→ **Things to do**
1: Duplicate a passage from the lecture transcript, beginning at the words containing "this just considers" and stopping after "slopes are different.".
2: Answer these questions using the lecture transcript.
(a) In the first instance described, what happens to the effect when x is included rather than ignored?
(b) What does the model containing the beta 3 term fit?
(c) For the final data set, what does the speaker say about a treatment effect?

(Text provided Opens)

Well, here's an instance where we had a non-significant effect if we ignore x,

and then a significant effect when we include x, okay?

So there's no simple rule that says this is always what will happen with

adjustment.

Pretty much any permutation of going from significant to non-significant, staying

both significant, staying non-significant, flipping signs, all of them can occur.

9:24

Here's the final example like this I'd like to show, and

this just considers an instance where we would surely get this wrong

if we were to assume the slopes were common across the two groups.

Obviously, the slopes are different.

And we know how to fit a model like this.

If we were to fit a model that said,

y = beta naught + beta 1 * our treatment effect,

+ beta 2 * x, + beta 3 treatment, * x + epsilon.

That would fit two lines with different intercepts and different slopes,

and we could get a fit like to this data set.

Another important thing to ascertain for

this data set is there is no such thing as a treatment effect.

If you look right here, the red and the blue,

there's no evidence of a treatment effect.

If you look right here, there's a big evidence that blue

has a higher outcome than red, and if you look over here,

there's a lot of evidence that red has a higher outcome than blue.

(Text provided Closes)
(Exercise data Opens)

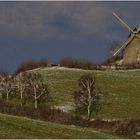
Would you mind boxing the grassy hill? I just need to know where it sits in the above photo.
[0,114,121,139]
[30,67,140,119]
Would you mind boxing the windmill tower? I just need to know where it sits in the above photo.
[113,13,140,65]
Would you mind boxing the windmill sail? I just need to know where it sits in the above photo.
[113,34,134,56]
[113,12,134,33]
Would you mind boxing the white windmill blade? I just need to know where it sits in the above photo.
[113,12,134,33]
[113,35,134,56]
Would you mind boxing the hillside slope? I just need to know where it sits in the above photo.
[33,67,140,119]
[0,114,121,139]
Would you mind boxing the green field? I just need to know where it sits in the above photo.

(Exercise data Closes)

→ **Answers by task**
1:
this just considers an instance where we would surely get this wrong

if we were to assume the slopes were common across the two groups.

Obviously, the slopes are different.

2:
(a) The effect goes from non-significant to significant.
(b) It fits two lines with different intercepts and different slopes.
(c) There is no such thing as a treatment effect for that data set.